Start of Provided passage
From the beginning, Bodhi Tree Concerts has had the mission of supporting local musical artists and partnering with nonprofits and others. Each concert has a beneficiary organization for ticket proceeds.

The third concert in the lineup will pair the music of Cole Porter with a therapy organization the late composer might have appreciated.

“He’s an icon of the American Songbook genre,” DuMelle said of Porter. “We all know a lot of the songs from ‘Anything Goes’ and ‘Kiss Me, Kate’ and like these standard songs, so audiences will get to just sit back and listen and relish the thought of who had their favorite recording [of those songs]. But for us, the charity connection was of most interest.”

The beneficiary of the “Best of Cole Porter” concert May 20 will be San Diego Therapeutic Horsemanship, which uses horses to assist in trauma-related therapy.

“Cole Porter loved horses,” DuMelle said. “He had a tragic horse accident … and he lost use of both of his legs for the rest of his life. He was wheelchair-bound, but he still loved horses. He always provided for them and they were part of his life. So when somebody brought our attention to Therapeutic Horsemanship ... where they use horses as a way of trauma therapy to bring people back from painful experiences, it really resonated with the theme of what music can do.”

Bodhi Tree Concerts will present the Music en la Calle Festival on June 24 in San Diego.
End of Provided passage
Start of Data section
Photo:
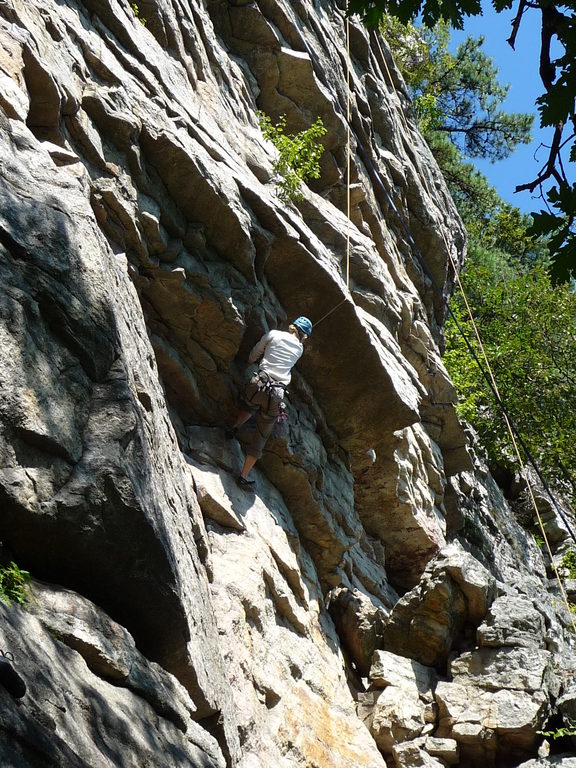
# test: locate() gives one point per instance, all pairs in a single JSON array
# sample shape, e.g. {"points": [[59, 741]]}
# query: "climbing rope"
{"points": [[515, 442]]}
End of Data section
Start of Data section
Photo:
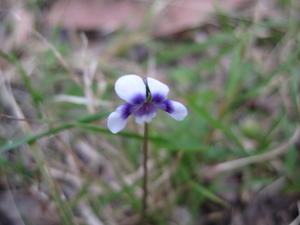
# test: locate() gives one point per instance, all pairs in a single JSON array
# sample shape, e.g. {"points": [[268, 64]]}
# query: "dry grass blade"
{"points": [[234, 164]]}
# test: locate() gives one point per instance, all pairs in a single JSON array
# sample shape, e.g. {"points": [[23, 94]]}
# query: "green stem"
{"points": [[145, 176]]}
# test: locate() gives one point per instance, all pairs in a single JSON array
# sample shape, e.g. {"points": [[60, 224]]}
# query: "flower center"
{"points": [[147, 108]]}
End of Data section
Tasks to perform =
[A] In the Bodhi Tree Concerts article, which organization will receive the ticket proceeds from the "Best of Cole Porter" concert on May 20?
[B] Carry on the Bodhi Tree Concerts article, starting right after its final sentence.

Expected results =
[A] San Diego Therapeutic Horsemanship

[B]
Then its final show of the 2023 season will be the San Diego premiere of “Autumn Valentine” on Sept. 23. The chamber opera by American composer Ricky Ian Gordon is set to texts by late writer Dorothy Parker. Gordon is slated to appear and hold a preshow lecture and talkback.

“Dorothy Parker was part of that pack of brilliant New York writers of the ‘20s and ‘30s,” DuMelle said. “She hung around with Porter and all those cultural movers and shakers of the early part of the 20th century and she was a wit and she had these little vignettes she would write. She would have a way of wrapping together 20 words and it was just brilliant.”

“The hope is to leave every audience member going ‘Wow, I just experienced something and I’m richer for it.’”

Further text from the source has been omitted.